Short problem a: Rename "torch" to "burner" in the flame treatment passage, giving everything from "A reducing flame may" down to "to be produced.".

Passage shown:
========================================================================

The granulated plastic particles are then treated (74) to activate the particle surfaces. The manner of activating the surfaces of the plastic particles is, according to one embodiment of the invention, by exposing the surfaces of the particles to a flame treatment. With the flame treatment, It is helpful to expose the plastic particles to the flame intermittently, if increased exposure is desired, than to maintain the flame constantly, which could unnecessarily heat the plastic, or could burn or melt the plastic. The flame in this embodiment may be a reducing flame.

A reducing flame may be produced by natural gas, propane, or other fuel. In the example, an oxyacetylene reducing flame is used and the plastic particles were spread on a screen and brushed repeatedly with the flame from above and below, using a torch maintained at a distance of about twelve inches from the flame, with agitating and turning of the plastic particles. The duration or dwell of the flame on any of the particles may be kept sufficiently short to avoid any significant melting or burning of the particles or causing a visually perceivable change in the appearance of the plastic particles. A small percentage of the plastic that might be of the lower density, lower melting point types or include exceptionally thin sheet shreds or narrow fibers may, in such a process, melt or char without adversely affecting the process or paving material to be produced.

========================================================================

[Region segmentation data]
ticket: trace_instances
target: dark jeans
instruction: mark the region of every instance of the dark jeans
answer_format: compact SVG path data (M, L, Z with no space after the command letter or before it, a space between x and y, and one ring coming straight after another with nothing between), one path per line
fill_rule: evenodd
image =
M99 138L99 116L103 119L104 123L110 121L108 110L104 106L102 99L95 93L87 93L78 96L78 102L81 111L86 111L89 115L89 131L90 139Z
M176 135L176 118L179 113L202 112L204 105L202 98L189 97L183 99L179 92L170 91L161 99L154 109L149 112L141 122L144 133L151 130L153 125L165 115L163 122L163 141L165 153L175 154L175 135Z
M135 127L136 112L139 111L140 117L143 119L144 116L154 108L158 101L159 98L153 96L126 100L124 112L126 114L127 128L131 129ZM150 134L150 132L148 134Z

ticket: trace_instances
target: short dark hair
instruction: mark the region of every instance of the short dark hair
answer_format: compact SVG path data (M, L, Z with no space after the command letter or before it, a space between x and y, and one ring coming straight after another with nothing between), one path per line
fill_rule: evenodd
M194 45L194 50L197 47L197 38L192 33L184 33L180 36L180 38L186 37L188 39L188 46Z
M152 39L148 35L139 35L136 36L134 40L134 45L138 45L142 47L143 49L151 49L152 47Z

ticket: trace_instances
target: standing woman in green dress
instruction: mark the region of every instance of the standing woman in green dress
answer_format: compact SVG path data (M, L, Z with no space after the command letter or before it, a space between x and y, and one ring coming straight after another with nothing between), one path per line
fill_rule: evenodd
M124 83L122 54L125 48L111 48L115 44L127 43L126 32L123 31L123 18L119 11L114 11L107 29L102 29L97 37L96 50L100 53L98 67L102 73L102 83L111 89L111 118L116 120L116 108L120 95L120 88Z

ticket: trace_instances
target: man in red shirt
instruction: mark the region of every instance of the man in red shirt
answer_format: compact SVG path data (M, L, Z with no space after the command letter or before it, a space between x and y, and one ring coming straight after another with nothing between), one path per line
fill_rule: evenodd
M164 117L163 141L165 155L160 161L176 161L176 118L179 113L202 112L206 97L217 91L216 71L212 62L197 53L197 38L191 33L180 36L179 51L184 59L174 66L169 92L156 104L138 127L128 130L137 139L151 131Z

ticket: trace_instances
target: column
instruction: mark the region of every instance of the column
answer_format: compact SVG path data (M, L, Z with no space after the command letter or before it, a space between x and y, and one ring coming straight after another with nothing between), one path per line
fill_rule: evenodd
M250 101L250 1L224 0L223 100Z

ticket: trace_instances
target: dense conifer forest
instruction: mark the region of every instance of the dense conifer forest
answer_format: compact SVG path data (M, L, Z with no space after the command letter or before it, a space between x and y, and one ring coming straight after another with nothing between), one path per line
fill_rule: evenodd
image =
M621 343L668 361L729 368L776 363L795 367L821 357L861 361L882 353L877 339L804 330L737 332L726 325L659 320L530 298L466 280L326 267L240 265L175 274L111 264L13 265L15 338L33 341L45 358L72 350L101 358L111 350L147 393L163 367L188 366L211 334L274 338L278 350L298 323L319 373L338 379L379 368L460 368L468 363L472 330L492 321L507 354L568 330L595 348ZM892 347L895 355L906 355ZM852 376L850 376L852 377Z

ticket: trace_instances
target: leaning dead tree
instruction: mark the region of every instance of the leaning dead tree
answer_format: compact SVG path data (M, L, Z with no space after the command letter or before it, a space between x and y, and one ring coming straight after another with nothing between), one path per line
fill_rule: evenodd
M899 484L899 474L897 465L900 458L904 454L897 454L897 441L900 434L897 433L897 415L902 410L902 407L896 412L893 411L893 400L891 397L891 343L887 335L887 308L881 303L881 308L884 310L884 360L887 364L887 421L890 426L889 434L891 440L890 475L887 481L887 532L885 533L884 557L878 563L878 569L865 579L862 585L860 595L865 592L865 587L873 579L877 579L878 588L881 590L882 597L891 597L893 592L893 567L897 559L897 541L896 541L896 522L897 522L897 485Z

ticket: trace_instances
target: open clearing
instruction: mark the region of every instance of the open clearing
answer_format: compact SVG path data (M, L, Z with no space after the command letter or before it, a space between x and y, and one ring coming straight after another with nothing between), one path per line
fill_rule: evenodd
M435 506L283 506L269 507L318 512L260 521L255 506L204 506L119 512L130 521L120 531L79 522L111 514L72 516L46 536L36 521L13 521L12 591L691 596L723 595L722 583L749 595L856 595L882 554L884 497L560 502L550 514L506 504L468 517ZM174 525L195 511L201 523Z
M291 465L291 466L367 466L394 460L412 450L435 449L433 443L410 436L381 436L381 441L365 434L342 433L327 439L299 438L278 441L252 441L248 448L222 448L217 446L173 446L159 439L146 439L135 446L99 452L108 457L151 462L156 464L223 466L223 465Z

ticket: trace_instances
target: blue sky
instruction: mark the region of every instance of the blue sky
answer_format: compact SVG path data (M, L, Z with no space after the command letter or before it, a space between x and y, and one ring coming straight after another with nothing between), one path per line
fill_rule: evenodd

========================================================================

Short problem b: Show every line of the records above that contains the string "jeans". Case counts.

Exercise result a:
A reducing flame may be produced by natural gas, propane, or other fuel. In the example, an oxyacetylene reducing flame is used and the plastic particles were spread on a screen and brushed repeatedly with the flame from above and below, using a burner maintained at a distance of about twelve inches from the flame, with agitating and turning of the plastic particles. The duration or dwell of the flame on any of the particles may be kept sufficiently short to avoid any significant melting or burning of the particles or causing a visually perceivable change in the appearance of the plastic particles. A small percentage of the plastic that might be of the lower density, lower melting point types or include exceptionally thin sheet shreds or narrow fibers may, in such a process, melt or char without adversely affecting the process or paving material to be produced.

Exercise result b:
target: dark jeans
instruction: mark the region of every instance of the dark jeans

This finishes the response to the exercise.